- _Your task_
Copy the lines below, swapping "thickest part" for "widest part" everywhere it appears and leaving all other text unchanged.

[Records in a dataset]
--------------------------------------------------
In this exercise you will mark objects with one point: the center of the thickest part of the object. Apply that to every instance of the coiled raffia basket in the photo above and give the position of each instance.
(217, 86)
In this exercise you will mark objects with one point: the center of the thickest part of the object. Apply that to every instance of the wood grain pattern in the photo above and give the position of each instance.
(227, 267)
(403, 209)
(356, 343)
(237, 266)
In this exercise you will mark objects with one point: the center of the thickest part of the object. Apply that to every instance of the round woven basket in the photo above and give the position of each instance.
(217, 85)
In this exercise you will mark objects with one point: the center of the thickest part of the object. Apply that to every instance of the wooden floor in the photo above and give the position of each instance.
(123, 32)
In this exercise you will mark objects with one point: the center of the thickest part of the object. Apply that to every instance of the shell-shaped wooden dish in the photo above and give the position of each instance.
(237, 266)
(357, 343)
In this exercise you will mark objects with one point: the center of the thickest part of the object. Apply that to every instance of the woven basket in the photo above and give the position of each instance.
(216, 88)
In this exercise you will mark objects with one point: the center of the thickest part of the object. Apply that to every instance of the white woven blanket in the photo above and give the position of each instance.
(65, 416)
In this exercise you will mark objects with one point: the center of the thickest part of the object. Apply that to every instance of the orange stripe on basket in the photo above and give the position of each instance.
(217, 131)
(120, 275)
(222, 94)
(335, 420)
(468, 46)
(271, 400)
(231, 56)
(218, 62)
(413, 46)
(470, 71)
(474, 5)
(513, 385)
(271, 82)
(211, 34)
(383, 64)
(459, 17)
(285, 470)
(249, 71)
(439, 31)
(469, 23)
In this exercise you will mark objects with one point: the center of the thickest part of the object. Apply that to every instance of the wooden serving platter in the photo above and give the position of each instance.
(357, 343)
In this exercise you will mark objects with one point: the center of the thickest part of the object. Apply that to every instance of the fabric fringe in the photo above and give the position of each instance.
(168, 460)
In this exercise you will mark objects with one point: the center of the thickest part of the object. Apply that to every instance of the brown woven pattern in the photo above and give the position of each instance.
--------------------------------------------------
- _Correct response_
In this exercise you will mark objects with one point: the center of the widest part of the object. Apply that to every instance of the coiled raffia basket in the photo above and give the position of each instance.
(217, 86)
In this exercise you will mark objects with one point: the center of the widest part of the object. Apply that to every instance of the wood grain pattern in the photo above and give the position of each instance.
(227, 267)
(403, 209)
(356, 343)
(237, 266)
In this exercise you will mark objects with one point: the center of the widest part of the object. Apply that to every instance of the round woven basket in the photo above and give the position of each instance.
(217, 85)
In this exercise you will mark objects with one point: the center of the widest part of the object. Apply that to every instance of the wooden floor in the photo above and give the position of each instance.
(123, 32)
In this exercise you will mark objects with one point: the center of the widest part of the object. Apply that to every instance of the shell-shaped wooden dish in the photo above and give the position of each instance.
(237, 266)
(357, 343)
In this exercise you will mark objects with one point: the center of the widest part of the object. Apply that to every instance of the woven basket in the photo above and give the position of each instance.
(216, 88)
In this exercise you will mark objects with one point: the center of the widest part of the object. Apply that to every instance of the white woven blanket in the photo above and give the position of each instance.
(65, 416)
In this exercise you will mark objects with one point: the center of the widest part of the object. Apply that to every instance of the orange stripe on basket in the photo above and give the position of each instance.
(217, 131)
(120, 275)
(222, 94)
(335, 420)
(468, 46)
(271, 400)
(231, 56)
(218, 62)
(413, 46)
(470, 71)
(474, 5)
(513, 385)
(271, 82)
(211, 34)
(383, 64)
(459, 17)
(285, 470)
(249, 71)
(439, 31)
(469, 23)
In this exercise you will mark objects with one point: the center of the widest part of the object. Apply that to every instance of the wooden serving platter in the photo above and give the position of each instance.
(357, 343)
In this exercise you will mark objects with one point: the center of the widest part of the object. Apply that to every instance of the fabric fringe in the photo above and give the position of each instance.
(168, 460)
In this exercise you will mark objects with one point: the center of the widest part of the object. Apply that to every instance of the brown woven pattern in the photo above and give the position of each instance.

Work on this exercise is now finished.